Article:
*****
Servers Are Not “Sentient”: Parties Debate Whether Machines Can Be Agents for Venue Purposes

  • February 28, 2020
  • Category: Top Insight

The Federal Circuit recently resolved a long-simmering district court split over a controversial venue rule in In re: Google, rejecting a prior decision that the presence of certain Google servers in an ISP data center each qualified as a “regular and established place of business”. Rather, the appeals court held that the “regular, physical presence of an employee or other agent of the defendant conducting the defendant’s business” is required “at the alleged ‘place of business’”—though it clarified that it was not deciding whether a machine could serve as an agent, nor the related question of whether a machine can accept service. NPE Personalized Media Communications, LLC (PMC) has since seized on this language, asserting in another campaign that similarly located Google servers qualify as agents under the Federal Circuit’s holding. Now, both Google and campaign codefendant Netflix have argued to the contrary, countering that machines presently lack the capacity to “consent” to act on behalf of a principal.

The Federal Circuit’s Evolution on Servers and Venue

As recently detailed by RPX, the Federal Circuit’s In re: Google decision was not the first time that the court has rebuked District Judge Rodney Gilstrap of the Eastern District of Texas for issuing what it has deemed an overly broad interpretation of the patent venue statute. In 2017, the appeals court rejected Judge Gilstrap’s attempt to establish a four-part, “totality of the circumstances” test for determining whether a defendant has a “regular and established place of business” in a district, holding in In re: Cray that Judge Gilstrap’s test deviated too far from the text of the statute.

The Federal Circuit—both a panel and the full court—initially declined to review the decision that led to In re: Google, issued in July 2018 in litigation filed by Seven Networks LLC (an NPE linked to Fortress Investment Group LLC) against Google. This caused some uncertainty among district courts, several of which issued a series of rulings that came to different conclusions from one another on venue with respect to the same Google Global Cache (GGC) servers at issue in the Seven Networks decision. The rejection of Google’s mandamus petition came over heated dissents from Circuit Judge Jimmie Reyna (one issued alongside the panel’s rejection of that petition, and another when the full court declined to step in), who warned that Judge Gilstrap’s decision could “reestablish nationwide venue” for many companies using computer hardware in their businesses.
*****
Coordinate annotation rows
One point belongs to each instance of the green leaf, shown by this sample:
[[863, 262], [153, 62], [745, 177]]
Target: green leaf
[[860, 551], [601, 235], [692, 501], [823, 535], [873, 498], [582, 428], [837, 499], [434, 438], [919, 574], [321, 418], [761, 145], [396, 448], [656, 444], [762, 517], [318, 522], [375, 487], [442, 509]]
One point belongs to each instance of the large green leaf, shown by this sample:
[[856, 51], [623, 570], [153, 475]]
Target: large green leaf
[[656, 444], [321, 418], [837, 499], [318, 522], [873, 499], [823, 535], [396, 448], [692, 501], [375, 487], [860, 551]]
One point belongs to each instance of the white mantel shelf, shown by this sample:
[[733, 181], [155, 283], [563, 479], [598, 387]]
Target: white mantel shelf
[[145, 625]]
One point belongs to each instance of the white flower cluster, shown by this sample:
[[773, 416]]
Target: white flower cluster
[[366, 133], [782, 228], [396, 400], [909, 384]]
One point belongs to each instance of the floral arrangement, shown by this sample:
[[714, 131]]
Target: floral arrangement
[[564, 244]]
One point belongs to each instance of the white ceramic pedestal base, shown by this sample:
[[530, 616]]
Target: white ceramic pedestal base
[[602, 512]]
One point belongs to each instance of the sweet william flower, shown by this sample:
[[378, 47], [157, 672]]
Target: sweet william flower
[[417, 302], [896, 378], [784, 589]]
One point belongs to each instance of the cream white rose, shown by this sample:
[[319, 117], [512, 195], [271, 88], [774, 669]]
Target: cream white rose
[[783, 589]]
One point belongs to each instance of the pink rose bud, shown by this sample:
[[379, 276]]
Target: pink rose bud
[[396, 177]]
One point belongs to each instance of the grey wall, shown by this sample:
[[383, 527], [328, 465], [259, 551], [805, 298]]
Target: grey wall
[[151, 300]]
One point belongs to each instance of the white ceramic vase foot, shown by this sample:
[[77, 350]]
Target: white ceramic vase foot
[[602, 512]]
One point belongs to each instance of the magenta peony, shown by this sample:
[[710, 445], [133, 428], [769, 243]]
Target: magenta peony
*****
What this exercise asks:
a – Please answer these questions about the article on servers and venue:
(i) In what year did the appeals court reject Judge Gilstrap's four-part test?
(ii) Which investment group is Seven Networks LLC linked to?
(iii) Which campaign codefendant joined Google in arguing that machines cannot consent to act for a principal?
b – Can you repeat, word for word, the part of the article between "The Federal Circuit’s Evolution" and "of the statute.", inclusive?
These rows have no connection to the article.

Responses:
a –
(i) 2017
(ii) Fortress Investment Group LLC
(iii) Netflix

b –
The Federal Circuit’s Evolution on Servers and Venue

As recently detailed by RPX, the Federal Circuit’s In re: Google decision was not the first time that the court has rebuked District Judge Rodney Gilstrap of the Eastern District of Texas for issuing what it has deemed an overly broad interpretation of the patent venue statute. In 2017, the appeals court rejected Judge Gilstrap’s attempt to establish a four-part, “totality of the circumstances” test for determining whether a defendant has a “regular and established place of business” in a district, holding in In re: Cray that Judge Gilstrap’s test deviated too far from the text of the statute.